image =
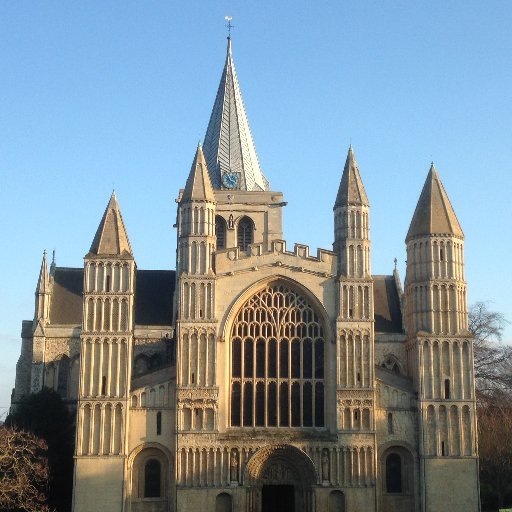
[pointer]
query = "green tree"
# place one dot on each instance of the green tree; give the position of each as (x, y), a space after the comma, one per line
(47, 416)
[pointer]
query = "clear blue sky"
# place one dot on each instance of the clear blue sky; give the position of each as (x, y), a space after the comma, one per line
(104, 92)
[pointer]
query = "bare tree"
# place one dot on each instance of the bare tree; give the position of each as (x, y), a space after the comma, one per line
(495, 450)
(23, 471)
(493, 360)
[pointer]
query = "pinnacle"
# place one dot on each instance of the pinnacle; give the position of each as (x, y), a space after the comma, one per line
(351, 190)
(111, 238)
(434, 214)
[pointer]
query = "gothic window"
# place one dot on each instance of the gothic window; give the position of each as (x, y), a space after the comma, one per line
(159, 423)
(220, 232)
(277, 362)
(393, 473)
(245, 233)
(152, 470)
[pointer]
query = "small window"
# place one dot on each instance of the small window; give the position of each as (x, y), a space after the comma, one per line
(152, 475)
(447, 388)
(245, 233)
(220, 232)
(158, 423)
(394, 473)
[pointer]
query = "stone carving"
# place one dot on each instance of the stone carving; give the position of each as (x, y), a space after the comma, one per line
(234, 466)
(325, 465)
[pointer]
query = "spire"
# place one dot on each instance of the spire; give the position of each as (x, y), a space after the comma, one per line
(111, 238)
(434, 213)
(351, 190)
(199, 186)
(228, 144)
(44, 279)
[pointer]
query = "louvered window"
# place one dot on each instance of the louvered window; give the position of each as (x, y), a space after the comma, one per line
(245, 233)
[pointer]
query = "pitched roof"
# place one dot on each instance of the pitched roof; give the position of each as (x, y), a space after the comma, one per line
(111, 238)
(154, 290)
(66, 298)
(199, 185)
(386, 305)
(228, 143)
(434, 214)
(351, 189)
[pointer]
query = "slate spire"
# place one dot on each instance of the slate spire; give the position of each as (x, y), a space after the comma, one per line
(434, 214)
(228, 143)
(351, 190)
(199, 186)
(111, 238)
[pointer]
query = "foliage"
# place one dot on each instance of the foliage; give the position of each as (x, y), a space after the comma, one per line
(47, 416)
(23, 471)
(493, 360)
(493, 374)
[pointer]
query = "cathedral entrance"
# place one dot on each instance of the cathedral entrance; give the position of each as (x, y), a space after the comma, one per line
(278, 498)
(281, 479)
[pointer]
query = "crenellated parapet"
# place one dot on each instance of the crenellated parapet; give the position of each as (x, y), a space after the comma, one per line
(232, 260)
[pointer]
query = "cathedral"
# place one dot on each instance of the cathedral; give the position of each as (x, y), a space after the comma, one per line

* * *

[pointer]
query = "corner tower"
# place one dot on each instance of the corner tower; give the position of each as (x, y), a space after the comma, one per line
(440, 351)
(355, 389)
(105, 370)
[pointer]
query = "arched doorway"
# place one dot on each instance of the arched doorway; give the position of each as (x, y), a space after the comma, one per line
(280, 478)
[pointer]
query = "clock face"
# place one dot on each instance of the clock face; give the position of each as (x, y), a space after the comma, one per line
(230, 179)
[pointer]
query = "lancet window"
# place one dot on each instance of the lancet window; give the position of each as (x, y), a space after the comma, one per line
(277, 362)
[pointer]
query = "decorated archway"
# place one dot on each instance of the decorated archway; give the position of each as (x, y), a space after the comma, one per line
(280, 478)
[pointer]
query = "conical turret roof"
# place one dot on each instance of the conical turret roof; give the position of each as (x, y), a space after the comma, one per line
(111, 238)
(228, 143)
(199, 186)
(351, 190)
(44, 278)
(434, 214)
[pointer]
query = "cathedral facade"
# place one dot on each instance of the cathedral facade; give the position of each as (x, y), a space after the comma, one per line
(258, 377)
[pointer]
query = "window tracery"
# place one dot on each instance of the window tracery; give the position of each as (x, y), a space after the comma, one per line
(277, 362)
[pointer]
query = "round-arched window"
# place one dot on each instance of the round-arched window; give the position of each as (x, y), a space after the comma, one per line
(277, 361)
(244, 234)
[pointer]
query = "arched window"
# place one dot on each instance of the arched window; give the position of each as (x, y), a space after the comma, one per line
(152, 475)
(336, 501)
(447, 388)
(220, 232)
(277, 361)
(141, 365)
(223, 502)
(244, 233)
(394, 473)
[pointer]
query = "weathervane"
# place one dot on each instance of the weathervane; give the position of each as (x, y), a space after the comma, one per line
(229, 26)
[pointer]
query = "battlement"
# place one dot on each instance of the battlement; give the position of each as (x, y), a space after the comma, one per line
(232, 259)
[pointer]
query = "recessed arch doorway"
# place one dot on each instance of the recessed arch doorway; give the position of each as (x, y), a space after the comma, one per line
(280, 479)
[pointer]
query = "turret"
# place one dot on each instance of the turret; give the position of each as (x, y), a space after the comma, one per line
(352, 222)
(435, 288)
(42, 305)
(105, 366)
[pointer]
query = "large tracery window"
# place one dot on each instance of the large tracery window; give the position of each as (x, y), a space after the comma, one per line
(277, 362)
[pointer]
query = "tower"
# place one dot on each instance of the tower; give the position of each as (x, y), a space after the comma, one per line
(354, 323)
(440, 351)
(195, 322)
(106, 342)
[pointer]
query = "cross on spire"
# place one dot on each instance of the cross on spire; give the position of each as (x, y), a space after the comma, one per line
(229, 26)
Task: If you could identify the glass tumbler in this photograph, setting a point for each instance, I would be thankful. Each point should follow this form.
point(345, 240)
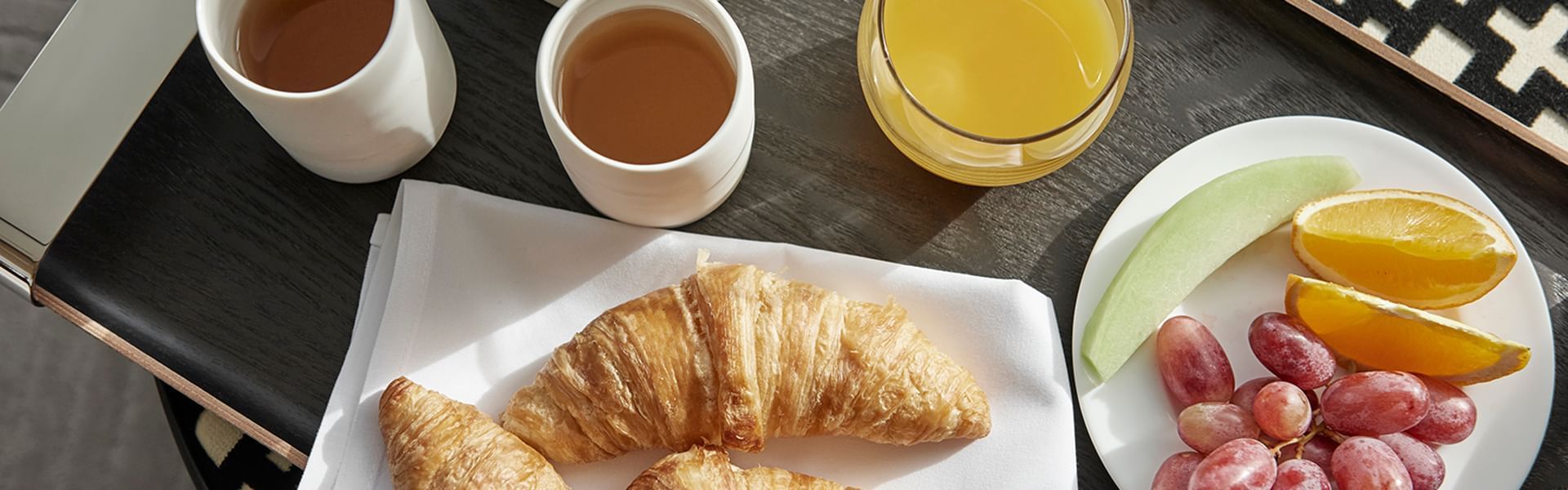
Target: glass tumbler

> **Task directions**
Reproduce the lines above beginning at the line that contains "# place one dot on each instance of the tower;" and ending at the line that contains "Target: glass tumbler". No pictures.

> **Response to this exercise**
# place one dot on each instance of the tower; give the position of each as (x, y), a space after the comma, one per line
(354, 323)
(440, 351)
(195, 322)
(106, 342)
[pointer]
query = "cross on spire"
# place one dot on each instance of the cross on spire; give the position of each as (x, y), a space after the comma, one per line
(229, 26)
Task: If you could identify the glass tumbler in this photograph, setting a point for each instance, I would be thankful. Each point should follow this form.
point(345, 240)
Target: glass tumbler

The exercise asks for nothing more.